● **TASK**
Rescale the items from the line with "Expected: for each instance of the whale mouth" up to and including the line with "x=621 y=155", writing out every line again with the requests unchanged and each x and y coordinate in the answers multiplied by 1.5 and rounded to a whole number, halves up. Give only those lines.

● **DATA TO USE**
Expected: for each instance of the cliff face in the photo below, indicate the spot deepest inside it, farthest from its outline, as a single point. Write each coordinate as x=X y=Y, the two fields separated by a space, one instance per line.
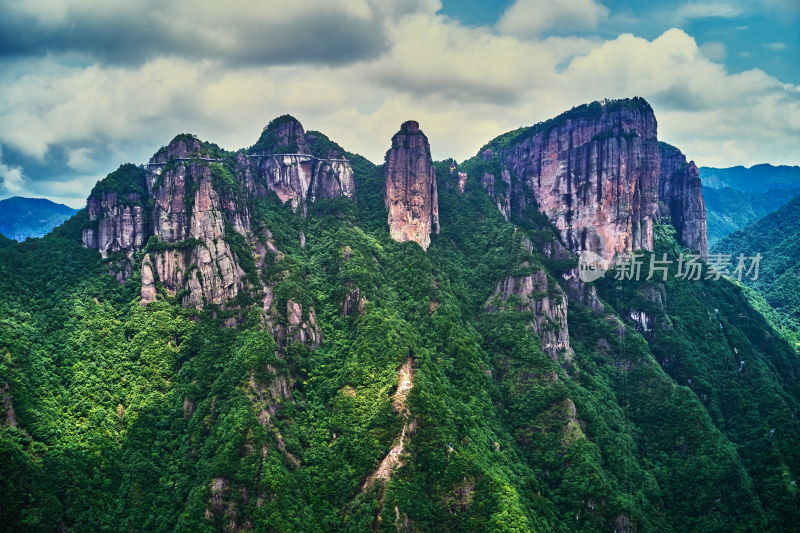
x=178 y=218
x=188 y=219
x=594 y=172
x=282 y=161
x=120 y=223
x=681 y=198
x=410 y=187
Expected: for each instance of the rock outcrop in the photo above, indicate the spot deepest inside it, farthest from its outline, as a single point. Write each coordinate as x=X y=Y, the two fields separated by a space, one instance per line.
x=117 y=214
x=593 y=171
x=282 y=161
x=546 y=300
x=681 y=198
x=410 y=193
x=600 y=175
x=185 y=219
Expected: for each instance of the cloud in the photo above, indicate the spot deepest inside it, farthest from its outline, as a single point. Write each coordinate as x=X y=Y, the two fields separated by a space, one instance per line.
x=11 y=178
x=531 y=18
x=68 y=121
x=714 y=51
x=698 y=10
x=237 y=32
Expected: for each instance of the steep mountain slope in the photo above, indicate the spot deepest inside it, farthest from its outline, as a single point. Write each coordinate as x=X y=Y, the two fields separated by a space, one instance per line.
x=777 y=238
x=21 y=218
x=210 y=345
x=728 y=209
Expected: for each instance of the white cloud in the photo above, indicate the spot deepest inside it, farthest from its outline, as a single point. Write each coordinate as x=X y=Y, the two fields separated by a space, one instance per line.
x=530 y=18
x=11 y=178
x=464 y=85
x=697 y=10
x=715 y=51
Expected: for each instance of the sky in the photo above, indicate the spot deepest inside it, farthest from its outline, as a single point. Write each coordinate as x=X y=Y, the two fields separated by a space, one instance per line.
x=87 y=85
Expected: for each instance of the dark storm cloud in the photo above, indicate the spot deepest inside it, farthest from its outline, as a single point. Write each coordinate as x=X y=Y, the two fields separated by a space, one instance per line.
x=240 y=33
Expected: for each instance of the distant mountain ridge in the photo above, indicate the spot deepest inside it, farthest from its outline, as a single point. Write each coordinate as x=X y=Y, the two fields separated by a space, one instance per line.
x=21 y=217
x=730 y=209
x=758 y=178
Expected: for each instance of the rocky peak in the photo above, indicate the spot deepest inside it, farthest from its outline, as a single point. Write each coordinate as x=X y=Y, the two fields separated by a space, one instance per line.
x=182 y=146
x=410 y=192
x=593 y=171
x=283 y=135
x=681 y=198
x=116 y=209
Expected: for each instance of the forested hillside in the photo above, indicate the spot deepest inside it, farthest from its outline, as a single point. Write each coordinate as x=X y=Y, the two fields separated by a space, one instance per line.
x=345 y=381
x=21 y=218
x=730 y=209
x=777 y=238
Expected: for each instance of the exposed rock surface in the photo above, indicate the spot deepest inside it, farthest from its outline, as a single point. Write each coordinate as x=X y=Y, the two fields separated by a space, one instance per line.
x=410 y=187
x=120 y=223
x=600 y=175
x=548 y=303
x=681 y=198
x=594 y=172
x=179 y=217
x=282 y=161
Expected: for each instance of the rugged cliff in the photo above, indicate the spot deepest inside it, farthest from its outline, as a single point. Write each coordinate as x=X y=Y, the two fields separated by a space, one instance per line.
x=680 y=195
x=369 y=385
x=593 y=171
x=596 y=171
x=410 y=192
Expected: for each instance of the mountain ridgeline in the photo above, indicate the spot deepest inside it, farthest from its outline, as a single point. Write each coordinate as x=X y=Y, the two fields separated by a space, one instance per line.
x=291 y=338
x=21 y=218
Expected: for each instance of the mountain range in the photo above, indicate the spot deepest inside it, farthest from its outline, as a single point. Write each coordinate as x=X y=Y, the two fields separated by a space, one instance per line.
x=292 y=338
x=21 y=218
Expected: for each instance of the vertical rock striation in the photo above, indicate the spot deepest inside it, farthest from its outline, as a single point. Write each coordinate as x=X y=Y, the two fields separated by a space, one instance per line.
* * *
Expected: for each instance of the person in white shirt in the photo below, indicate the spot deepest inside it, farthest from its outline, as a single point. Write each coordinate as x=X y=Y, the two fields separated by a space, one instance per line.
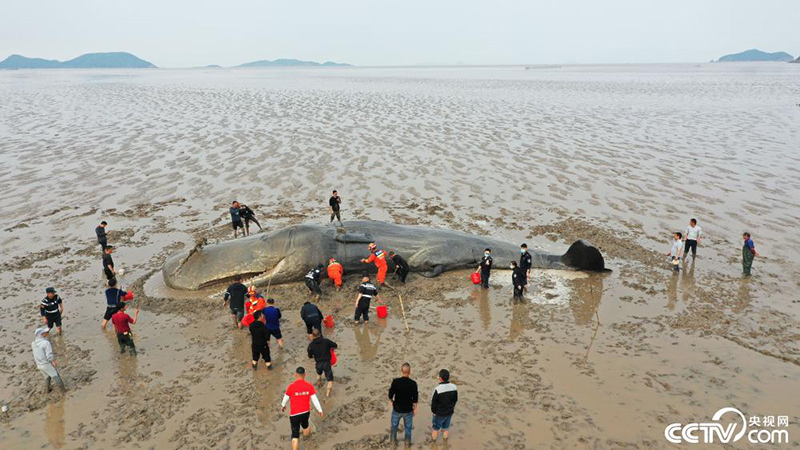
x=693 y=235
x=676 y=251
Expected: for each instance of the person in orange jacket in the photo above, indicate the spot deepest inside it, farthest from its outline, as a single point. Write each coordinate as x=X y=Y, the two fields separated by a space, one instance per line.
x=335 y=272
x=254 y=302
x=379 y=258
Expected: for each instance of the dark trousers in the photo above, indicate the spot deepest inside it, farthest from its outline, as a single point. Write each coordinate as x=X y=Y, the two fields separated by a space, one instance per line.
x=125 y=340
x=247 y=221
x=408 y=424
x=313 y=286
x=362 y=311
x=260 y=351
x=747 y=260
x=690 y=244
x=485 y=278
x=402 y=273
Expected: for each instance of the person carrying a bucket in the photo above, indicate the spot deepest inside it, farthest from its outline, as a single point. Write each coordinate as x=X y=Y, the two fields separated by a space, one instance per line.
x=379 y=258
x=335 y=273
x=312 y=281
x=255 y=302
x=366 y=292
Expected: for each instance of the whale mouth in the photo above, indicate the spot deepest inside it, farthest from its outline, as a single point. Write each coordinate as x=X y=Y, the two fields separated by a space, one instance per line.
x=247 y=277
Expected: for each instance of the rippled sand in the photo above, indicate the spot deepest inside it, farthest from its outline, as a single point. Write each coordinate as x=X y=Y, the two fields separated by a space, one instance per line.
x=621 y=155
* * *
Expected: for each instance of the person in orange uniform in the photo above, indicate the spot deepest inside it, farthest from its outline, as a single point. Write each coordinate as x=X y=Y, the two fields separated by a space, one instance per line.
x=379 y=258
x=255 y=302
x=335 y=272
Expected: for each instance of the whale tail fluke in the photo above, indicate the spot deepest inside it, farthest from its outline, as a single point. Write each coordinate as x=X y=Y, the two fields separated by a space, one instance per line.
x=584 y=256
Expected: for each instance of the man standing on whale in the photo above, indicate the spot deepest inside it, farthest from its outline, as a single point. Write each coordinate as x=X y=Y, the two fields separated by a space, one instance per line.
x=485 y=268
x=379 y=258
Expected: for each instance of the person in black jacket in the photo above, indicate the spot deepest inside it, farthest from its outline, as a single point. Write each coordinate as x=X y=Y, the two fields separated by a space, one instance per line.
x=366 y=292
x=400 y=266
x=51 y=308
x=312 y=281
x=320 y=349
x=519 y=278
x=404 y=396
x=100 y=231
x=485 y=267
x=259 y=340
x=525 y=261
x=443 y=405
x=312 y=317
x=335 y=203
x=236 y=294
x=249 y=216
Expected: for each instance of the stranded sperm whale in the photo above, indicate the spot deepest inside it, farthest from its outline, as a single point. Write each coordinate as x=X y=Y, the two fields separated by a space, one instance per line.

● **FINAL ANSWER**
Expected: for each instance of the whale mouth in the photo above, indicate the spot deepest inside it, farthest from its outline, as a single point. Write each coordinate as x=X y=Y, the two fields separated by a space, one instance per line.
x=371 y=416
Expected: for each instance of the rippled sand in the photo above, indicate the spot deepest inside it, farthest from its outline, as a single point. Write each coordinate as x=X y=Y, the two fields separated by a space, one instance per line.
x=932 y=233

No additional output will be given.